◆ Records supplied
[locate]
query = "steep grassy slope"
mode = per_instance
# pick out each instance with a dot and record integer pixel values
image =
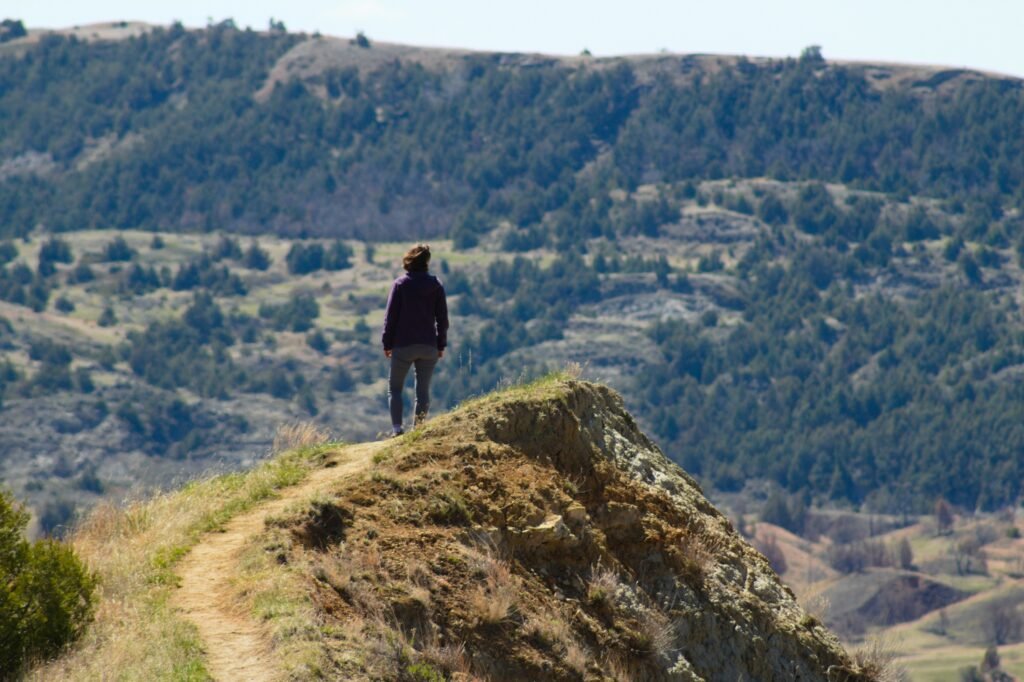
(535, 534)
(532, 534)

◆ The problem
Recast every line of the records above as a Markdown table with two columns, Row for the line's number and Line for its text, skipping blank lines. Leave the pictures out of the table.

◆ Result below
| Row | Line |
|---|---|
| 1 | [locate] |
| 2 | query = "steep grassy slope" |
| 3 | mode = per_instance |
| 4 | # pick out each instance with a dot and record integer pixel values |
| 5 | image = |
| 6 | (535, 534) |
| 7 | (532, 534) |